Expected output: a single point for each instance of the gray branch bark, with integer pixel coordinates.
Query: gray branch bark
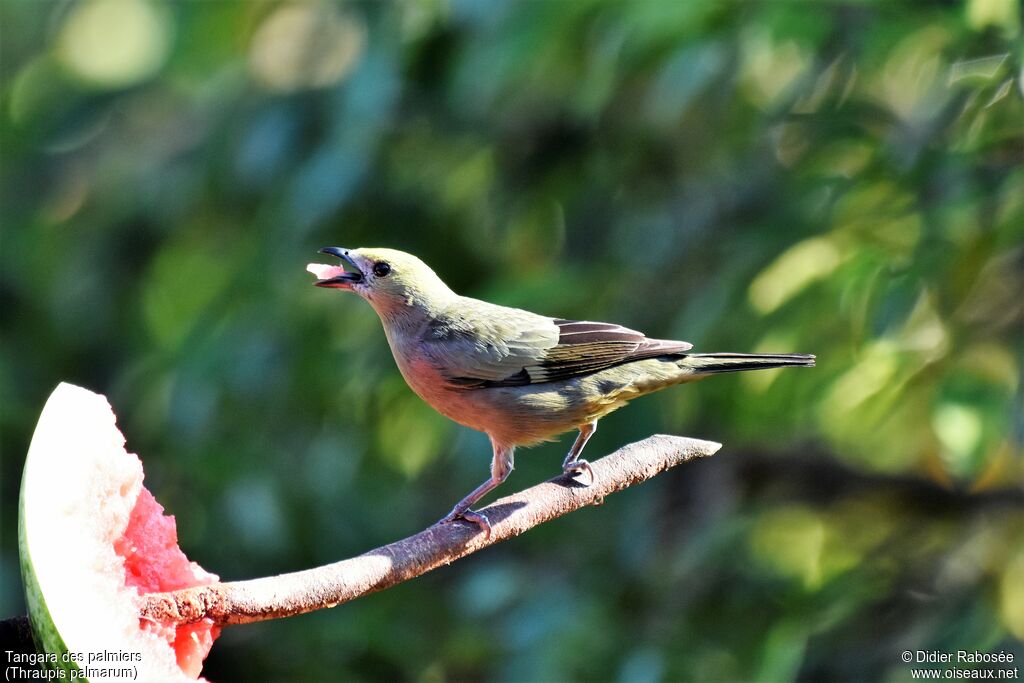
(300, 592)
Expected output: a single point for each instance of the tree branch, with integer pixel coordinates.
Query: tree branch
(300, 592)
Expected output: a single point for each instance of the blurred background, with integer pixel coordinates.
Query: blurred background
(840, 178)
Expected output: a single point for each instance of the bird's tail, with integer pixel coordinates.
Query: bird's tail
(709, 364)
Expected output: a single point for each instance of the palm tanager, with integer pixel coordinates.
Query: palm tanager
(518, 377)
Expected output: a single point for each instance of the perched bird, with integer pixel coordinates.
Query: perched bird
(518, 377)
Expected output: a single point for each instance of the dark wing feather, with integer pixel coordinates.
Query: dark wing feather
(583, 348)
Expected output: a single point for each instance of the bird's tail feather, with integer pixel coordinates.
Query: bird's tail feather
(702, 364)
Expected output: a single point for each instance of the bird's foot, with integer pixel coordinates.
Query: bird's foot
(470, 516)
(579, 467)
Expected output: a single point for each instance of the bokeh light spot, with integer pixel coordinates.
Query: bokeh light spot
(304, 46)
(115, 43)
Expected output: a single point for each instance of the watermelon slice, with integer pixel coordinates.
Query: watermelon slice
(92, 540)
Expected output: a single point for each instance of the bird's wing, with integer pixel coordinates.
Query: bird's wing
(501, 347)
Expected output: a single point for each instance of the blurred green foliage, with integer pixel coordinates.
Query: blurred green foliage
(843, 178)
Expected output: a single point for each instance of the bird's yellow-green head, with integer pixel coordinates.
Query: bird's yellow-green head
(394, 283)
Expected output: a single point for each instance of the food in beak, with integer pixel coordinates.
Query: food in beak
(324, 271)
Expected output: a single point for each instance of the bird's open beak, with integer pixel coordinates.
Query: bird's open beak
(336, 276)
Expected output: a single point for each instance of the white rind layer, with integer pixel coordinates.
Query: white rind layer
(78, 491)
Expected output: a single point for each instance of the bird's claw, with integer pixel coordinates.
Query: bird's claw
(579, 467)
(472, 517)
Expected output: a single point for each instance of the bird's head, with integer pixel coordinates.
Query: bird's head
(394, 283)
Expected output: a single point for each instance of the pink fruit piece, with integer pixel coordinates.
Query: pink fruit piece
(324, 271)
(154, 563)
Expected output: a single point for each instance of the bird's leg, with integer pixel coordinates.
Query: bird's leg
(501, 467)
(572, 464)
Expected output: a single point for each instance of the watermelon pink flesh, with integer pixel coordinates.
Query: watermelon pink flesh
(154, 563)
(324, 271)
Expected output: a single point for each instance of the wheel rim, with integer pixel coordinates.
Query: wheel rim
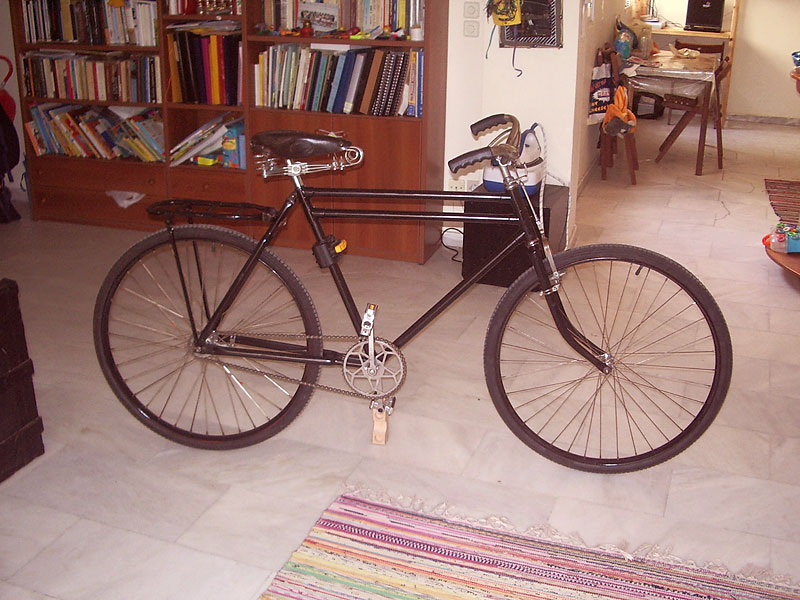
(659, 342)
(172, 386)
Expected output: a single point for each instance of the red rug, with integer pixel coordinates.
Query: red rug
(784, 196)
(361, 550)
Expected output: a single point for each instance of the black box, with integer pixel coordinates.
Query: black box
(704, 15)
(482, 241)
(20, 423)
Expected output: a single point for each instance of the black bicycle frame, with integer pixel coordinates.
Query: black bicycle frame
(529, 235)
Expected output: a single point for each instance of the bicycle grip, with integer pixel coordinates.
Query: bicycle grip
(489, 122)
(470, 158)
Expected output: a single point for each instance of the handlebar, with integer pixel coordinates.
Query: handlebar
(508, 151)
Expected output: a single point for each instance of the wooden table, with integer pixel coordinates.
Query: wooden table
(672, 74)
(790, 262)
· · · · · · ·
--- COMPITO ASSEGNATO ---
Riscrivi tutte le voci qui sopra come CSV a due colonne, "richiesta" e "risposta", con una riga per voce che riporti il testo della richiesta e la sua risposta. Metti ogni campo tra virgolette, sostituisci gli a capo con spazi e lascia fuori le immagini.

--- RISULTATO CORRETTO ---
richiesta,risposta
"Expected output: a single point for each instance of the gray branch bark, with integer pixel coordinates. Query: gray branch bark","(300, 592)"
"Expected output: a single point for each instance of the tree branch, with integer pixel coordinates. Query: tree branch","(300, 592)"
"Expected output: a single point for each instance of the blurred background, with integer pixel coordinates. Query: blurred background","(840, 178)"
"Expected output: a single point for each instance of the bird's tail, with integer pixel coordinates. Query: bird's tail","(709, 364)"
"Expected output: a single point for each instance of the palm tanager, with integer pixel coordinates. Query: palm tanager","(518, 377)"
"Expected output: a single point for each instance of the perched bird, with integer pixel coordinates. Query: perched bird","(518, 377)"
"Expected output: a single point for each instance of the dark wing feather, with integer pixel coordinates. Query: dark wing feather","(583, 348)"
"Expected output: a single point for each instance of the bird's tail feather, with integer pixel coordinates. Query: bird's tail feather","(702, 364)"
"Expected output: a single point for each instance of the bird's foot, with integer pixel coordinates. Query: bird's foot","(470, 516) (579, 467)"
"Expected output: a single point for each instance of the bokeh light spot, with integer pixel coordinates. Query: bokeh light spot","(304, 46) (115, 43)"
"Expected output: a single point for each instance of the watermelon slice, with integer pixel coordinates. Query: watermelon slice","(92, 540)"
"Expected output: a single point for each instance of the bird's wing, with integer pixel coordinates. Query: bird's wing","(501, 347)"
"Expected output: a single point for each instance of the blurred green foliage, with integer pixel coordinates. Query: blurred green foliage","(843, 178)"
"Expected output: a single point for each instance of the bird's yellow-green head, with integer pixel coordinates. Query: bird's yellow-green head","(394, 283)"
"Expected output: a single point for each instance of the food in beak, with integer pixel coordinates. Query: food in beak","(324, 271)"
"Expected output: a single point for each instance of the bird's open beak, with integer pixel coordinates. Query: bird's open beak","(336, 276)"
"Expected output: a single point for each instance of the white rind layer, with integer pixel coordinates. Query: white rind layer","(78, 491)"
"Expected output: a single point for each instance of the bird's claw, with integer pixel coordinates. Query: bird's claw","(579, 467) (472, 517)"
"Expected output: a single point for each instance of the bird's head, with integer pixel coordinates. Query: bird's head","(394, 283)"
"Expected output: a single point for each instance of the pink fruit piece, with integer pixel coordinates. Query: pink fruit piece","(324, 271) (154, 563)"
"Expected output: a single point for each instance of the bird's leg, with integer pixel coordinates. Query: bird's leg","(501, 467) (572, 464)"
"Expected output: a single point for each instance of the watermelon pink flesh, with integer pixel coordinates. Query: watermelon pink flesh","(154, 563) (324, 271)"
"Expected output: a single point for each instance of the wheel rim, with integer pixel coordinates. Query: wheel rim","(659, 342) (172, 386)"
"Expected output: a single point for each instance of the red rug, with integer pixel coordinates. Query: red rug","(784, 196) (361, 550)"
"Expected output: a single point for each instance of the black box, with integer pixel coordinates. Query: black box","(704, 15) (482, 241) (20, 423)"
"Expected output: a single point for each instance of the black bicycle frame, with integer pixel coordinates. Query: black bicycle frame","(529, 235)"
"Expected output: a single point for each instance of the bicycle grip, with integer pixel coordinates. Query: bicycle grip","(489, 122) (470, 158)"
"Expected output: a single point for each instance of the handlebar, with integer pixel coordinates. Query: handlebar","(508, 151)"
"Expected output: a single point for each instance of the wooden table, with integer pixel coordinates. Query: wooden table","(672, 74) (790, 262)"